Each line of the data must be copied exactly.

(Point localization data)
+++++

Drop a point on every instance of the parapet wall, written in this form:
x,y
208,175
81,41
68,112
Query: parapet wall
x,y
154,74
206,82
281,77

+++++

### [Solution to this task]
Drop a point on every instance of the parapet wall, written in this form:
x,y
208,175
81,41
68,112
Query: parapet wall
x,y
154,74
206,82
281,77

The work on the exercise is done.